• Assignment:
Give again, unchanged, the line that contains "Return one point per instance of the wire" together with every line that follows it until the entries end.

• Records provided:
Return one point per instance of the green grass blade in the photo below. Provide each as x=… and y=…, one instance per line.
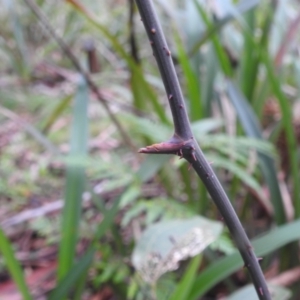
x=75, y=182
x=77, y=272
x=211, y=66
x=72, y=277
x=226, y=266
x=192, y=84
x=184, y=287
x=252, y=129
x=220, y=52
x=13, y=266
x=289, y=130
x=242, y=7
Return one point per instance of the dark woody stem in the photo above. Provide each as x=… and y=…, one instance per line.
x=184, y=145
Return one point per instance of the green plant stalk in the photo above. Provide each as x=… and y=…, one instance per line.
x=183, y=144
x=289, y=131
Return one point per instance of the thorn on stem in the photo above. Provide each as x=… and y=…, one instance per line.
x=167, y=51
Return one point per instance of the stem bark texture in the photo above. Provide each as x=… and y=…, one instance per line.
x=184, y=145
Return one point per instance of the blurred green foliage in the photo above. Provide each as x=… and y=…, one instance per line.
x=238, y=64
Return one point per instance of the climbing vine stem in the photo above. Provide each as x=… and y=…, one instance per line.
x=184, y=145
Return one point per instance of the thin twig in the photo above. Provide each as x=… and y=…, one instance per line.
x=67, y=51
x=184, y=145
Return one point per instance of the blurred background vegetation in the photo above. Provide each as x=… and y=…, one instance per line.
x=83, y=215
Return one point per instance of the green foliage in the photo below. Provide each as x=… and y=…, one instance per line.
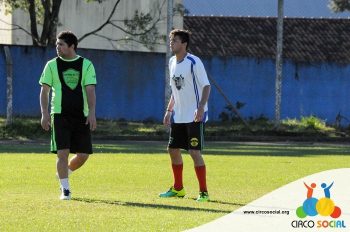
x=307, y=123
x=11, y=5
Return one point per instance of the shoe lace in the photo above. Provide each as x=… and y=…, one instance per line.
x=203, y=194
x=66, y=192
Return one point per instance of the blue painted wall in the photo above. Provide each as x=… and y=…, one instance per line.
x=131, y=85
x=308, y=89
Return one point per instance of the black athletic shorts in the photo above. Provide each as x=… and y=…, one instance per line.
x=71, y=133
x=188, y=136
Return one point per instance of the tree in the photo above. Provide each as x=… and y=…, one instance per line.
x=339, y=5
x=43, y=12
x=142, y=28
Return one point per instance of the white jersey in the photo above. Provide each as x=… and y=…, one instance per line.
x=187, y=80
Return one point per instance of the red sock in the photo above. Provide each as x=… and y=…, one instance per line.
x=201, y=176
x=177, y=171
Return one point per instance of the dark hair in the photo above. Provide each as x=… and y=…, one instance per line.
x=69, y=38
x=184, y=35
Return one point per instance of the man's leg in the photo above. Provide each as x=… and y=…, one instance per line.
x=62, y=170
x=77, y=161
x=196, y=135
x=177, y=190
x=177, y=166
x=200, y=169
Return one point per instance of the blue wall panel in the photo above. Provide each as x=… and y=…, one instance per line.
x=131, y=85
x=2, y=82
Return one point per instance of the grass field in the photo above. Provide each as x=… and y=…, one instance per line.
x=117, y=190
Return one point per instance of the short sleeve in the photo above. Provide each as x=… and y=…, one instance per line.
x=90, y=74
x=46, y=76
x=201, y=73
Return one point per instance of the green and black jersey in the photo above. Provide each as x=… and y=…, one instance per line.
x=68, y=79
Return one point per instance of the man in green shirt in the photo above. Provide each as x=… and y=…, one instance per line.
x=72, y=80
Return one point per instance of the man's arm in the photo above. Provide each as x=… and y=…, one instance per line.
x=200, y=111
x=91, y=98
x=169, y=110
x=44, y=105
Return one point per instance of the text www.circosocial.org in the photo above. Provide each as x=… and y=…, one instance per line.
x=285, y=212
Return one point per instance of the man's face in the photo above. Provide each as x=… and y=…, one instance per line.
x=176, y=45
x=62, y=48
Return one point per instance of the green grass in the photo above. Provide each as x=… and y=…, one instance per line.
x=117, y=188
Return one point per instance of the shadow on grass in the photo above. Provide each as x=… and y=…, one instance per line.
x=212, y=148
x=145, y=205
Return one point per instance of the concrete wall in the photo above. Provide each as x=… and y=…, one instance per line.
x=308, y=89
x=131, y=85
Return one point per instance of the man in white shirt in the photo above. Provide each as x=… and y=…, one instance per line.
x=186, y=113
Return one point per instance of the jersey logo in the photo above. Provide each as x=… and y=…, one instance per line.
x=179, y=81
x=71, y=78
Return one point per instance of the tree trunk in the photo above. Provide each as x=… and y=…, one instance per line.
x=9, y=69
x=54, y=21
x=33, y=27
x=168, y=53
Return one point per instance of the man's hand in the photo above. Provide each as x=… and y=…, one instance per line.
x=45, y=121
x=91, y=120
x=198, y=114
x=166, y=119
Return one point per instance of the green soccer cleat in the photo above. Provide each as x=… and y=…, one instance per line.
x=172, y=192
x=203, y=197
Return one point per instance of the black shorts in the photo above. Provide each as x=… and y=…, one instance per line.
x=70, y=133
x=188, y=136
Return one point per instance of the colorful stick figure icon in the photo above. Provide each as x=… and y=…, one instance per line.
x=310, y=190
x=327, y=193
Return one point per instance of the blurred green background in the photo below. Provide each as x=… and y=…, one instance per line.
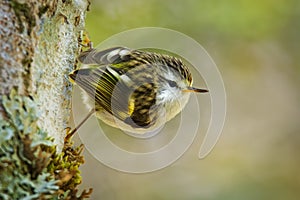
x=256, y=46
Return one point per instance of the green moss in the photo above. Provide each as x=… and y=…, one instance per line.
x=30, y=168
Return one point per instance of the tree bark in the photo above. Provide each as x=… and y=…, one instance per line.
x=38, y=48
x=39, y=45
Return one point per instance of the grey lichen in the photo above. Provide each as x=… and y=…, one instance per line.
x=23, y=161
x=30, y=168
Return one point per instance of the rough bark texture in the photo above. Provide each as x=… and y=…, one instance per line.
x=39, y=44
x=38, y=49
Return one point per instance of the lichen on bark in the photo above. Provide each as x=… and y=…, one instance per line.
x=39, y=45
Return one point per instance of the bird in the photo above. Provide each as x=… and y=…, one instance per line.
x=134, y=90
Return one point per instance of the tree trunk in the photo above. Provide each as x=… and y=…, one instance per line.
x=39, y=45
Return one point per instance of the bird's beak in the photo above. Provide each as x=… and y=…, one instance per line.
x=192, y=89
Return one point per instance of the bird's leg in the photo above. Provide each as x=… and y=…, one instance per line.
x=71, y=133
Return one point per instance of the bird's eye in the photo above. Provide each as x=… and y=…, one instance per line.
x=172, y=83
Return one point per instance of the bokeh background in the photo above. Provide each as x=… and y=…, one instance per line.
x=256, y=46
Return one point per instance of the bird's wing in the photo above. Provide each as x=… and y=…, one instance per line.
x=104, y=57
x=123, y=93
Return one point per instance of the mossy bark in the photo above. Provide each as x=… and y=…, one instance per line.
x=38, y=48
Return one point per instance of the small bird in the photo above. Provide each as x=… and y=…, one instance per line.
x=134, y=90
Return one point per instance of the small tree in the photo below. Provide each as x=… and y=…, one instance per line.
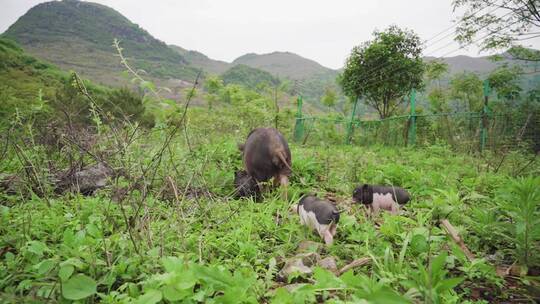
x=212, y=86
x=329, y=98
x=437, y=96
x=383, y=71
x=505, y=81
x=510, y=23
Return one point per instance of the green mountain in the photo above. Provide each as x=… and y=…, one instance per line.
x=284, y=64
x=249, y=77
x=308, y=78
x=34, y=89
x=201, y=61
x=79, y=35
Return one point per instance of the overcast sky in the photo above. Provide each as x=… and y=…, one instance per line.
x=324, y=31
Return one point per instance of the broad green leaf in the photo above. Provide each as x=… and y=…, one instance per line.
x=93, y=230
x=448, y=284
x=38, y=248
x=173, y=264
x=45, y=266
x=386, y=295
x=326, y=279
x=437, y=264
x=65, y=272
x=419, y=243
x=170, y=293
x=150, y=297
x=79, y=287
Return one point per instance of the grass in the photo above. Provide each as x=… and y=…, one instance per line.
x=216, y=249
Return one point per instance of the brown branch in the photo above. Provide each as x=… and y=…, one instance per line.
x=354, y=264
x=451, y=230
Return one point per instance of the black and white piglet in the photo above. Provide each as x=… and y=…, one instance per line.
x=376, y=197
x=319, y=215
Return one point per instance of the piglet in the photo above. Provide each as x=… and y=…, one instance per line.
x=376, y=197
x=319, y=215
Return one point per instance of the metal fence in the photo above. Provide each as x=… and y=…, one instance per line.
x=468, y=131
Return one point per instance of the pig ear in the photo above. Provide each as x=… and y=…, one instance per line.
x=328, y=237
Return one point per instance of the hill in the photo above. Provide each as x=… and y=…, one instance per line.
x=284, y=64
x=201, y=61
x=79, y=35
x=309, y=78
x=249, y=77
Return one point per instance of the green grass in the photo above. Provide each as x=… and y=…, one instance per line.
x=223, y=250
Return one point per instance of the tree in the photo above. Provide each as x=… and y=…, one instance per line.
x=384, y=70
x=330, y=98
x=435, y=70
x=212, y=86
x=437, y=96
x=467, y=87
x=505, y=81
x=509, y=22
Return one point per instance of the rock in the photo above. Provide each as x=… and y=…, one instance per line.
x=309, y=259
x=328, y=263
x=87, y=180
x=293, y=287
x=300, y=263
x=309, y=246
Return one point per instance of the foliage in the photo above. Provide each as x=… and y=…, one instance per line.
x=35, y=86
x=509, y=21
x=249, y=77
x=384, y=70
x=329, y=99
x=505, y=81
x=521, y=205
x=95, y=27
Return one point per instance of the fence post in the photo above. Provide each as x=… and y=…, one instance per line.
x=299, y=125
x=350, y=125
x=412, y=126
x=483, y=132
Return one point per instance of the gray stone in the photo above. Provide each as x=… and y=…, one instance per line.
x=309, y=246
x=328, y=263
x=301, y=263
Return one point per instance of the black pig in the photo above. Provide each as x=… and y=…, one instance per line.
x=376, y=197
x=266, y=155
x=245, y=185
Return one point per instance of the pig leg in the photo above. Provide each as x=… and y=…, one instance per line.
x=394, y=209
x=284, y=182
x=328, y=237
x=333, y=229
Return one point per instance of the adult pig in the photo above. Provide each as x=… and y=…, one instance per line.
x=266, y=155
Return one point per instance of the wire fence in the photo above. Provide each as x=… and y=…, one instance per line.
x=464, y=131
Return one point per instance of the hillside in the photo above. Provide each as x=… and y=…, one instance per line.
x=284, y=64
x=248, y=77
x=79, y=35
x=201, y=61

• Response area:
Return one point per instance of the wire fence in the photo above. Provide each as x=… and y=…, one instance per line.
x=464, y=131
Return one point per instance of the hillside in the photo above. Provide each as x=… and y=…, one instance per line.
x=284, y=64
x=248, y=77
x=79, y=35
x=201, y=61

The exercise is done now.